━━━ Données fournies

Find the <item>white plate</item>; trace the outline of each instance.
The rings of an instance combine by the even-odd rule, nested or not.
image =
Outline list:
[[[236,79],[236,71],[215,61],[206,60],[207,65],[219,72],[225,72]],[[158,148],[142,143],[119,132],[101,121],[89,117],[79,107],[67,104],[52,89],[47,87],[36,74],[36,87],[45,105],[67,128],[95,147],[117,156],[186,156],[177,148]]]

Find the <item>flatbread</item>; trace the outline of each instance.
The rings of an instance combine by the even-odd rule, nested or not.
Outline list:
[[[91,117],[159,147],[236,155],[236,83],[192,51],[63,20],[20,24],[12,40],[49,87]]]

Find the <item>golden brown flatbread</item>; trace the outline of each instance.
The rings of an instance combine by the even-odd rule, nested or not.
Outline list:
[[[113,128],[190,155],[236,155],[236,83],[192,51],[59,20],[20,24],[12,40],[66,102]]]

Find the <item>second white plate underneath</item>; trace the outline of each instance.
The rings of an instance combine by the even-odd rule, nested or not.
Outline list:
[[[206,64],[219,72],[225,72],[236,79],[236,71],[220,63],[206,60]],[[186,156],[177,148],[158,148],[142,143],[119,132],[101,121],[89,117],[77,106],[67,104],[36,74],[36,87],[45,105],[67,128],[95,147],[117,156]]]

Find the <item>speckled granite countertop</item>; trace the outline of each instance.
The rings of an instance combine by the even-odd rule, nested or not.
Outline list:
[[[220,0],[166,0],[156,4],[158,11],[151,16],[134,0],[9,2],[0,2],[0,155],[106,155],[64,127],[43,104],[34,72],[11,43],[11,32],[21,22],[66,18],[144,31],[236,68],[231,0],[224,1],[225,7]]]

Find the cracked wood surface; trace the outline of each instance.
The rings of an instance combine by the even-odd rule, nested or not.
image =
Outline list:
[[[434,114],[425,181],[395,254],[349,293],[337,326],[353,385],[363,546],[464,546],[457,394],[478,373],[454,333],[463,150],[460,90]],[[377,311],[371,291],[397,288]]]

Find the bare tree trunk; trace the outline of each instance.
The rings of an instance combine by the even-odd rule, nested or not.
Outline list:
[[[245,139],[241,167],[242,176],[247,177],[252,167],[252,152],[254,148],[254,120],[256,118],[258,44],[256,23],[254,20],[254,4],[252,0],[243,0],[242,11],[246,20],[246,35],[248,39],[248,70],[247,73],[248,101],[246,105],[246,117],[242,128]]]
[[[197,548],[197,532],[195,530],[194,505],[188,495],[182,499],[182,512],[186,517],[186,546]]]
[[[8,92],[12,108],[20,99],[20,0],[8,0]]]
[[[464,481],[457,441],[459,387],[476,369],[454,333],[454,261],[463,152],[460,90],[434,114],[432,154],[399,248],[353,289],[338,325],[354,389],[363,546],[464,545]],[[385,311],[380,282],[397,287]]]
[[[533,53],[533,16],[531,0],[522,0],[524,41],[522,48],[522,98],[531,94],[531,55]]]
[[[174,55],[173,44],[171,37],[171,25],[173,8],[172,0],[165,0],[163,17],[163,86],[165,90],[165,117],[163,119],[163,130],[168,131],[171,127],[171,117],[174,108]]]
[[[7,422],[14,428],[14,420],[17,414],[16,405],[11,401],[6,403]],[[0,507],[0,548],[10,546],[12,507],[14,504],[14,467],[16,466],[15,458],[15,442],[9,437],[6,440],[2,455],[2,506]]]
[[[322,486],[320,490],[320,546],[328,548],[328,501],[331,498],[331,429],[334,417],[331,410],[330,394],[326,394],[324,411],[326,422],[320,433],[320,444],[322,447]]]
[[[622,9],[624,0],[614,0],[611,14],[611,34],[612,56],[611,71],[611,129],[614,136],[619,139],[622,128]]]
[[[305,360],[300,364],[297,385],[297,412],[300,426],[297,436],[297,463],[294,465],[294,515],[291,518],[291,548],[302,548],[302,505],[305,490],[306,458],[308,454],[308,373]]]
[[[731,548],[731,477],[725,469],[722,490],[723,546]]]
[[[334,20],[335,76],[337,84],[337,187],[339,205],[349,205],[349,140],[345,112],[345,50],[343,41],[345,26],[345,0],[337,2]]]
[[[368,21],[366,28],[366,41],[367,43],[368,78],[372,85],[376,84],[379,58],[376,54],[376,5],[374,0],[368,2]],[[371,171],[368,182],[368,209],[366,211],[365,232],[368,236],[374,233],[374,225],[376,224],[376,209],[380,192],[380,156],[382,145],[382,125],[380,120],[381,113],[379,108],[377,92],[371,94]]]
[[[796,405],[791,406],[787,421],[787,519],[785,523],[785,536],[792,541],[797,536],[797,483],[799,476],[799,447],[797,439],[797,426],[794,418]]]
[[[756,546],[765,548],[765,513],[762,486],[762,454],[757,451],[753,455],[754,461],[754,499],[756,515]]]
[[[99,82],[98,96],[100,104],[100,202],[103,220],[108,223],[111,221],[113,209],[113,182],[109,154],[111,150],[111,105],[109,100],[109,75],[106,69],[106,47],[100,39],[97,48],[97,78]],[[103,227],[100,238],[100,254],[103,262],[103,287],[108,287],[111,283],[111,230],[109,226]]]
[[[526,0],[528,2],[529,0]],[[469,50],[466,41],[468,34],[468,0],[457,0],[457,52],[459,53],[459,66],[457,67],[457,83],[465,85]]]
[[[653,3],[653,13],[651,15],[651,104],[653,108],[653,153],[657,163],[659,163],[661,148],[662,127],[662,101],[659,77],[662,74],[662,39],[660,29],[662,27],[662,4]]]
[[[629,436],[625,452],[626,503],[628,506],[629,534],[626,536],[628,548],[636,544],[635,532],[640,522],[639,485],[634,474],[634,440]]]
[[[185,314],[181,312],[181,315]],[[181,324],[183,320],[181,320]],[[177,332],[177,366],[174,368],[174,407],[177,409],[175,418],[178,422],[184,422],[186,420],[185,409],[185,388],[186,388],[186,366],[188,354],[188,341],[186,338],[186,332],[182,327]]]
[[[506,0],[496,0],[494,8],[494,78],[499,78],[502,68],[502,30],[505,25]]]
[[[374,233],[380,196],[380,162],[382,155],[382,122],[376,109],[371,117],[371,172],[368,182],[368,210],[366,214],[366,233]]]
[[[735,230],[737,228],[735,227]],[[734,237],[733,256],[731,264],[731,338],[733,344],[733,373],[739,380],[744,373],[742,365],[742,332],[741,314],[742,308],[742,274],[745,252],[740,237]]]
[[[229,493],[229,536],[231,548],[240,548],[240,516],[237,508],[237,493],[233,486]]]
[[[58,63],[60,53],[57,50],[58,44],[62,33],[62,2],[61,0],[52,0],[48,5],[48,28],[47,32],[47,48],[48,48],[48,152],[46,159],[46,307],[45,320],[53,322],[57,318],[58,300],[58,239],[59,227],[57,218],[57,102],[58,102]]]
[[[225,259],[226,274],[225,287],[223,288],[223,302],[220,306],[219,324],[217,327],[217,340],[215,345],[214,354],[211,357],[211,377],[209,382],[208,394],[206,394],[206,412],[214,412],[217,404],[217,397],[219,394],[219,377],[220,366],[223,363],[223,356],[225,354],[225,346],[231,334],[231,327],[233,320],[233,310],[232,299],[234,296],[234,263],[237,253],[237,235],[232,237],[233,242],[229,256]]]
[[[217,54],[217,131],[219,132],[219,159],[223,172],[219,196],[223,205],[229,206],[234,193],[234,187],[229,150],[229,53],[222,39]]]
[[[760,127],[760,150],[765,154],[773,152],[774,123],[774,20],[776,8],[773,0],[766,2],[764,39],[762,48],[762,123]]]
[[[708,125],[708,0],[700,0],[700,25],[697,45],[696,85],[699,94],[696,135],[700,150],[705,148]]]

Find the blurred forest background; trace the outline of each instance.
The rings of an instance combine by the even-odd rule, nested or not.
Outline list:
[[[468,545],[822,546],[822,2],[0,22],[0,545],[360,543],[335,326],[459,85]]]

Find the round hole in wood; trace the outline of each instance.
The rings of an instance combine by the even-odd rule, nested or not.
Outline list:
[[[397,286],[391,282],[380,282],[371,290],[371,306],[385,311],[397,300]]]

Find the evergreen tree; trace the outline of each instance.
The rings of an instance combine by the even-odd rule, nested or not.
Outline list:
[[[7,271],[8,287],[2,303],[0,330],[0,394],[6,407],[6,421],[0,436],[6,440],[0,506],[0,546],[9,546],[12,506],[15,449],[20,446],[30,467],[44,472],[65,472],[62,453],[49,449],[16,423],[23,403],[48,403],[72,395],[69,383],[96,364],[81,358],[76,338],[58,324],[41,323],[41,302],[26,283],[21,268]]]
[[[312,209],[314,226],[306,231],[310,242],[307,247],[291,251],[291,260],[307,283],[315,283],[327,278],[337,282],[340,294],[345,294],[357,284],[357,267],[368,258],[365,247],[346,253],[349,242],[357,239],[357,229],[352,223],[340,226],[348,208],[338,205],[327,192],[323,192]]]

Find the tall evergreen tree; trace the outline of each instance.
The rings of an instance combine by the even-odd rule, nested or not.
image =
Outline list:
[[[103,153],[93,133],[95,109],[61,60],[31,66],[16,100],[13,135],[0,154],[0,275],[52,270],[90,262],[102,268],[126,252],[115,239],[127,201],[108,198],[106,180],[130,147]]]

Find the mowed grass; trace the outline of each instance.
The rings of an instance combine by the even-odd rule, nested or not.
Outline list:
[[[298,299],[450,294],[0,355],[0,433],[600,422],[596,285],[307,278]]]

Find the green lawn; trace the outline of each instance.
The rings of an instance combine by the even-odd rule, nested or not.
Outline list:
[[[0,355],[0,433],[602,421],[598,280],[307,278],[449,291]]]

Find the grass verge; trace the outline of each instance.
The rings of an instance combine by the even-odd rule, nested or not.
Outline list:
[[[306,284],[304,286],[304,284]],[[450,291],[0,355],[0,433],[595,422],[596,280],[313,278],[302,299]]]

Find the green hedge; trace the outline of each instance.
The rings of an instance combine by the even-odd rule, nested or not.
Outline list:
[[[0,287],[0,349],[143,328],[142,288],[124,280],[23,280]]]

━━━━━━

- Consigne -
Pouvez-vous recopier intégralement les lignes du matériel, de celle qui contient "Find the green hedge;" jusqu'à la fin du matériel incluse, en décalant de -3 chaque coordonnée des contours donnés en réponse ?

- Résultat obtenu -
Find the green hedge; trace the outline of each instance.
The rings of an instance combine by the even-odd rule, nested or not.
Outline list:
[[[-3,284],[-3,346],[140,325],[139,285],[121,277],[20,277]]]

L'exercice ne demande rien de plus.